**GIVEN PROBLEM**
How many lines in the records below contain the string "orange"? Case counts; reply with the number alone.

[START OF EXERCISE INPUTS]

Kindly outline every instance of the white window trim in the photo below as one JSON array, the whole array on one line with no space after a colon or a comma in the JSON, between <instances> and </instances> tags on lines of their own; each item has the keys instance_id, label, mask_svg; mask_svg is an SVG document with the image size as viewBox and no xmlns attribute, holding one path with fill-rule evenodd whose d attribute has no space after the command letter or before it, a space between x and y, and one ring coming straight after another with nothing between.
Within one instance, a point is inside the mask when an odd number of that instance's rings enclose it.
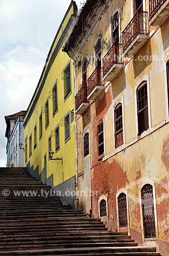
<instances>
[{"instance_id":1,"label":"white window trim","mask_svg":"<svg viewBox=\"0 0 169 256\"><path fill-rule=\"evenodd\" d=\"M144 225L142 216L142 202L141 202L141 189L146 184L150 184L153 187L153 203L154 203L154 216L155 216L155 229L156 229L156 238L145 238L144 234ZM149 240L157 240L158 239L158 222L157 222L157 206L156 206L156 190L155 187L155 181L153 179L151 178L145 178L141 179L141 184L139 186L139 204L140 204L140 216L141 216L141 233L142 233L142 239L143 242L147 242Z\"/></svg>"},{"instance_id":2,"label":"white window trim","mask_svg":"<svg viewBox=\"0 0 169 256\"><path fill-rule=\"evenodd\" d=\"M134 88L135 92L135 124L136 124L136 136L138 137L138 114L137 114L137 89L139 86L139 84L143 82L144 81L147 81L147 98L148 98L148 118L149 118L149 128L142 132L139 137L142 139L150 133L152 131L152 120L151 120L151 101L150 101L150 81L149 81L149 75L144 75L142 76L139 80L137 81L136 86Z\"/></svg>"},{"instance_id":3,"label":"white window trim","mask_svg":"<svg viewBox=\"0 0 169 256\"><path fill-rule=\"evenodd\" d=\"M101 196L100 197L99 200L98 200L99 218L103 218L103 217L101 217L101 215L100 215L100 203L102 200L102 199L104 199L106 202L106 212L107 212L107 216L108 216L107 194L106 194L106 195L104 194L104 195L102 195L102 196ZM106 216L105 216L105 217L106 217Z\"/></svg>"},{"instance_id":4,"label":"white window trim","mask_svg":"<svg viewBox=\"0 0 169 256\"><path fill-rule=\"evenodd\" d=\"M119 225L119 216L118 216L118 197L121 193L125 193L126 196L126 203L127 203L127 227L124 227L124 228L128 228L128 232L129 235L130 235L130 220L129 220L129 202L128 202L128 190L122 187L116 195L116 209L117 209L117 229L119 231L120 229L123 228L123 227L120 227Z\"/></svg>"}]
</instances>

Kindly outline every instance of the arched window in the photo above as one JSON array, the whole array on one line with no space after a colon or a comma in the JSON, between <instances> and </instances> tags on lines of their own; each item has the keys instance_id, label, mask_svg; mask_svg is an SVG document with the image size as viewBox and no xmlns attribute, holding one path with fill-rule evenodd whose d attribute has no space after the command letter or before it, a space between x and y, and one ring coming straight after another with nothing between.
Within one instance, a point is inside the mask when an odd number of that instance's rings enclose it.
<instances>
[{"instance_id":1,"label":"arched window","mask_svg":"<svg viewBox=\"0 0 169 256\"><path fill-rule=\"evenodd\" d=\"M141 189L141 204L146 238L156 237L153 186L146 184Z\"/></svg>"},{"instance_id":2,"label":"arched window","mask_svg":"<svg viewBox=\"0 0 169 256\"><path fill-rule=\"evenodd\" d=\"M83 86L87 87L87 61L86 59L83 64L82 68L82 81Z\"/></svg>"},{"instance_id":3,"label":"arched window","mask_svg":"<svg viewBox=\"0 0 169 256\"><path fill-rule=\"evenodd\" d=\"M104 155L104 130L103 121L100 121L98 125L98 155L102 157Z\"/></svg>"},{"instance_id":4,"label":"arched window","mask_svg":"<svg viewBox=\"0 0 169 256\"><path fill-rule=\"evenodd\" d=\"M89 154L89 133L86 133L84 136L84 156Z\"/></svg>"},{"instance_id":5,"label":"arched window","mask_svg":"<svg viewBox=\"0 0 169 256\"><path fill-rule=\"evenodd\" d=\"M111 22L111 38L112 45L119 43L119 14L118 12L115 13Z\"/></svg>"},{"instance_id":6,"label":"arched window","mask_svg":"<svg viewBox=\"0 0 169 256\"><path fill-rule=\"evenodd\" d=\"M100 216L107 216L106 201L102 199L100 202Z\"/></svg>"},{"instance_id":7,"label":"arched window","mask_svg":"<svg viewBox=\"0 0 169 256\"><path fill-rule=\"evenodd\" d=\"M137 89L137 103L138 134L149 128L148 100L147 81L144 81Z\"/></svg>"},{"instance_id":8,"label":"arched window","mask_svg":"<svg viewBox=\"0 0 169 256\"><path fill-rule=\"evenodd\" d=\"M121 193L118 197L119 226L127 226L127 210L126 195Z\"/></svg>"},{"instance_id":9,"label":"arched window","mask_svg":"<svg viewBox=\"0 0 169 256\"><path fill-rule=\"evenodd\" d=\"M115 147L123 144L122 104L119 103L114 110Z\"/></svg>"}]
</instances>

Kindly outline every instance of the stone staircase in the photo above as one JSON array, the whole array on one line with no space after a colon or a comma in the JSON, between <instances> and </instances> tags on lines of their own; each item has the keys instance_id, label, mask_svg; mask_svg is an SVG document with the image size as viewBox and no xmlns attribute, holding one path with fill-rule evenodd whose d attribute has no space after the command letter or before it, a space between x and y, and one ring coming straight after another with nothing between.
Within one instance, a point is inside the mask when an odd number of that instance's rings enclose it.
<instances>
[{"instance_id":1,"label":"stone staircase","mask_svg":"<svg viewBox=\"0 0 169 256\"><path fill-rule=\"evenodd\" d=\"M45 197L51 189L26 168L0 168L0 256L160 255L127 232L109 232L100 219L63 205L58 197ZM16 196L16 190L37 195Z\"/></svg>"}]
</instances>

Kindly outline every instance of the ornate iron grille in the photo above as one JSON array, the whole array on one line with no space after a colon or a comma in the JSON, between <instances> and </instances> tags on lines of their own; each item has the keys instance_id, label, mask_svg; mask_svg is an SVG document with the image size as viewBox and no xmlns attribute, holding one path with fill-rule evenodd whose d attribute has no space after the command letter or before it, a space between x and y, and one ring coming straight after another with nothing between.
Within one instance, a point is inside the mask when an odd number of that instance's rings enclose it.
<instances>
[{"instance_id":1,"label":"ornate iron grille","mask_svg":"<svg viewBox=\"0 0 169 256\"><path fill-rule=\"evenodd\" d=\"M120 227L127 226L127 210L126 195L121 193L118 197L119 225Z\"/></svg>"},{"instance_id":2,"label":"ornate iron grille","mask_svg":"<svg viewBox=\"0 0 169 256\"><path fill-rule=\"evenodd\" d=\"M83 102L87 102L87 87L82 86L75 96L75 107L77 110Z\"/></svg>"},{"instance_id":3,"label":"ornate iron grille","mask_svg":"<svg viewBox=\"0 0 169 256\"><path fill-rule=\"evenodd\" d=\"M87 80L87 95L97 86L101 86L102 83L102 68L96 68Z\"/></svg>"},{"instance_id":4,"label":"ornate iron grille","mask_svg":"<svg viewBox=\"0 0 169 256\"><path fill-rule=\"evenodd\" d=\"M166 0L149 1L149 19L151 19Z\"/></svg>"},{"instance_id":5,"label":"ornate iron grille","mask_svg":"<svg viewBox=\"0 0 169 256\"><path fill-rule=\"evenodd\" d=\"M89 154L89 136L87 133L84 137L84 156L85 157Z\"/></svg>"},{"instance_id":6,"label":"ornate iron grille","mask_svg":"<svg viewBox=\"0 0 169 256\"><path fill-rule=\"evenodd\" d=\"M123 52L139 34L147 34L147 12L137 11L123 31Z\"/></svg>"},{"instance_id":7,"label":"ornate iron grille","mask_svg":"<svg viewBox=\"0 0 169 256\"><path fill-rule=\"evenodd\" d=\"M103 75L106 75L114 64L122 63L122 44L114 44L103 59Z\"/></svg>"},{"instance_id":8,"label":"ornate iron grille","mask_svg":"<svg viewBox=\"0 0 169 256\"><path fill-rule=\"evenodd\" d=\"M100 203L100 216L101 217L107 216L106 201L104 199Z\"/></svg>"},{"instance_id":9,"label":"ornate iron grille","mask_svg":"<svg viewBox=\"0 0 169 256\"><path fill-rule=\"evenodd\" d=\"M141 189L142 209L146 238L156 237L153 187L146 184Z\"/></svg>"}]
</instances>

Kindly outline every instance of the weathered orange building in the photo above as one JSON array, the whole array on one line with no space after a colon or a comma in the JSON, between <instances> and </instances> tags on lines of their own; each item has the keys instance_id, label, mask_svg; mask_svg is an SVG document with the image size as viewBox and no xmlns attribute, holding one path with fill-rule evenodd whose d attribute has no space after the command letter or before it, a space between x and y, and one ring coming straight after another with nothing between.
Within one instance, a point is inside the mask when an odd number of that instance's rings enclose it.
<instances>
[{"instance_id":1,"label":"weathered orange building","mask_svg":"<svg viewBox=\"0 0 169 256\"><path fill-rule=\"evenodd\" d=\"M169 1L87 0L74 59L76 205L169 253Z\"/></svg>"}]
</instances>

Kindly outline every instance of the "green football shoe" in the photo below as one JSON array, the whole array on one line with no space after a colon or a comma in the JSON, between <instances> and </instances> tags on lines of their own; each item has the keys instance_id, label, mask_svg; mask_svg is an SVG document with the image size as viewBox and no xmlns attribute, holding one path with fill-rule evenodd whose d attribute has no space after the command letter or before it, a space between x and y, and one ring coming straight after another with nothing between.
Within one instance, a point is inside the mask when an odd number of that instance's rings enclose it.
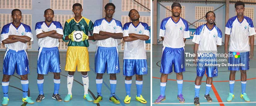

[END OF EXERCISE INPUTS]

**FINAL RESULT**
2